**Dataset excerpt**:
##############################

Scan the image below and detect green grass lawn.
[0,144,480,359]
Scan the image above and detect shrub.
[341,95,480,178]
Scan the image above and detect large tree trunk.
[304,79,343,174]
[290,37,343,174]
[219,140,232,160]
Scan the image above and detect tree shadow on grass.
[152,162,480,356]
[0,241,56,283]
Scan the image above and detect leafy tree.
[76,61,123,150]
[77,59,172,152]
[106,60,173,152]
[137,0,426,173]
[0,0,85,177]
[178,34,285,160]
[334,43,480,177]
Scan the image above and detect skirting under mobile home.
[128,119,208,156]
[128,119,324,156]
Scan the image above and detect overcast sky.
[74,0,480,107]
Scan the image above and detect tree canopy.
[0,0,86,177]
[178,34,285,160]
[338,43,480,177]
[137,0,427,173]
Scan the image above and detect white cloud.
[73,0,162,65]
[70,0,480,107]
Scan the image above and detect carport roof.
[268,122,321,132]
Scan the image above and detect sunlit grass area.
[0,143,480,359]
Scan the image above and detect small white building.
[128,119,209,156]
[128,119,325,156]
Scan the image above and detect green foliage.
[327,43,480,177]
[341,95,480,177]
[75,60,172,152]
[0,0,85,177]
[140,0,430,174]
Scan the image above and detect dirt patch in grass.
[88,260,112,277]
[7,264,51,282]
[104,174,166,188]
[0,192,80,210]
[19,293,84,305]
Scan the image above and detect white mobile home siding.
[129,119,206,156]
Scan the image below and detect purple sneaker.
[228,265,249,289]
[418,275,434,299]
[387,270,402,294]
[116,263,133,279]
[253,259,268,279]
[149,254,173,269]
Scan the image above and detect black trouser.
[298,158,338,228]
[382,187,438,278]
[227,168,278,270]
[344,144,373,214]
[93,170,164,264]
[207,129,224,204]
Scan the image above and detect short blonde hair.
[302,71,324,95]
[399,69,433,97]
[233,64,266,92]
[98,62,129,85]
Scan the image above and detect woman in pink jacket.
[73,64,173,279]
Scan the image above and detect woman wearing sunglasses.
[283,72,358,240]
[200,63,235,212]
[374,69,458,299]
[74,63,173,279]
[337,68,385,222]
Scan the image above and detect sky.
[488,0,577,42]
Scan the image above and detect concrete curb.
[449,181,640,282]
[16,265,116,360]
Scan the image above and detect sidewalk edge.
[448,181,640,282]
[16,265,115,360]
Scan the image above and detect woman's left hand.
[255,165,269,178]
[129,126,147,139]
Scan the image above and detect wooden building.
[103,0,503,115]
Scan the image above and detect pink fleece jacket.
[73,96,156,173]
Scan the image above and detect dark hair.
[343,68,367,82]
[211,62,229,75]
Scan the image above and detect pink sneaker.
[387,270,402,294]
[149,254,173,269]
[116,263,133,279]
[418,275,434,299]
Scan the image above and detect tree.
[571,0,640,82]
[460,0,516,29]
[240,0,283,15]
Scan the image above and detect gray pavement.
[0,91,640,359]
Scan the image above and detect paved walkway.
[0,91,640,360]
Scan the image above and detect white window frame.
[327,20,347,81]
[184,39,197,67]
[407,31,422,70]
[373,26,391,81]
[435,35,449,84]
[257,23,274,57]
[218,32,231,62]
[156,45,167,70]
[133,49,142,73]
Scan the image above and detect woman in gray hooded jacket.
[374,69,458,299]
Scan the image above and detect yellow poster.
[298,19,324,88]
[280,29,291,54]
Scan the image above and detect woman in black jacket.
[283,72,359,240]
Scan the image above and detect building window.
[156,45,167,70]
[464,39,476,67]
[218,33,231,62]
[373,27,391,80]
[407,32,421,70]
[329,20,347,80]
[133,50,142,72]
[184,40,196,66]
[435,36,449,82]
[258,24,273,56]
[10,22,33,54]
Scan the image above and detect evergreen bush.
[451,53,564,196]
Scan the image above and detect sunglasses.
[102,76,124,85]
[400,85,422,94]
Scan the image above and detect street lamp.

##############################

**WHAT THE EXERCISE ASKS**: Reproduce the records above word for word, every line included.

**SOLUTION FOR THIS EXERCISE**:
Scan the image below and detect green grass lawn.
[0,144,480,359]
Scan the image above and detect shrub.
[341,95,480,178]
Scan the image above and detect large tree trunk.
[304,79,343,174]
[290,37,343,174]
[219,140,232,160]
Scan the image above and detect tree shadow on grass.
[152,162,480,356]
[0,241,56,283]
Scan the image above and detect leafy tree.
[76,61,123,150]
[77,59,172,152]
[106,60,173,152]
[137,0,426,173]
[0,0,85,177]
[178,34,285,160]
[334,43,480,177]
Scan the image above and detect skirting under mobile home.
[128,119,208,156]
[128,119,324,156]
Scan the image above and detect overcast sky.
[74,0,480,107]
Scan the image above and detect tree canopy.
[0,0,86,177]
[178,34,285,160]
[338,43,480,177]
[137,0,427,173]
Scan the image above and detect white cloud.
[73,0,162,65]
[70,0,480,107]
Scan the image above and detect carport roof.
[268,122,321,132]
Scan the image above and detect sunlit grass area.
[0,143,480,359]
Scan the image above and detect small white building.
[128,119,209,156]
[128,119,325,156]
Scan the image above and detect green foliage.
[327,43,480,177]
[341,95,480,177]
[75,60,172,152]
[0,0,85,177]
[140,0,430,174]
Scan the image above and detect dirt patch in grass.
[88,260,112,277]
[7,264,51,282]
[104,174,166,188]
[0,192,80,210]
[19,293,84,305]
Scan the image above and detect white mobile home siding.
[129,119,206,156]
Scan the image below and detect purple sneaker.
[228,265,249,289]
[418,275,434,299]
[387,270,402,294]
[116,263,133,279]
[253,259,268,279]
[149,254,173,269]
Scan the image above and detect black trouser.
[298,158,338,228]
[382,187,438,278]
[227,168,278,270]
[344,144,373,214]
[93,170,164,264]
[207,129,224,204]
Scan the image above and detect short blonde hair.
[302,71,324,95]
[399,69,433,97]
[233,64,266,92]
[98,62,129,85]
Scan the image above and detect woman in pink jacket.
[73,64,173,279]
Scan the image above and detect woman wearing sunglasses.
[283,72,358,240]
[200,63,235,212]
[374,69,458,299]
[74,63,173,279]
[337,68,385,222]
Scan the image above and detect sky.
[488,0,577,42]
Scan the image above and detect concrete curb.
[449,181,640,282]
[16,265,116,360]
Scan the image above and detect sidewalk edge.
[448,181,640,282]
[16,265,115,360]
Scan the image above and detect woman's left hand.
[255,165,269,178]
[129,126,147,139]
Scan the image above and detect wooden building.
[103,0,503,115]
Scan the image above and detect pink fleece jacket.
[73,96,156,173]
Scan the image above and detect dark hair.
[343,68,367,82]
[211,62,229,75]
Scan the image above and detect pink sneaker.
[387,270,402,294]
[149,254,173,269]
[116,263,133,279]
[418,275,434,299]
Scan the image above and detect tree.
[571,0,640,82]
[460,0,516,29]
[240,0,283,15]
Scan the image above and detect gray pavement.
[0,91,640,359]
Scan the image above and detect paved walkway.
[0,91,640,360]
Scan the image above and detect white window frame.
[327,20,347,81]
[184,39,197,67]
[407,31,422,70]
[373,26,391,81]
[435,35,449,84]
[257,23,274,57]
[218,32,231,62]
[156,45,167,70]
[133,49,142,73]
Scan the image above and detect woman in gray hooded jacket.
[374,69,458,299]
Scan the image above and detect yellow poster.
[298,19,324,88]
[280,29,291,54]
Scan the image above and detect woman in black jacket.
[283,72,359,240]
Scan the image above and detect building window.
[156,45,167,70]
[464,39,476,67]
[218,33,231,62]
[373,27,391,80]
[407,32,421,70]
[329,20,347,80]
[133,50,142,72]
[184,40,196,66]
[435,36,449,82]
[258,24,273,56]
[10,22,33,54]
Scan the image above and detect evergreen bush.
[451,53,564,196]
Scan the image above and detect sunglasses.
[102,76,124,85]
[400,85,422,94]
Scan the image above and detect street lamp.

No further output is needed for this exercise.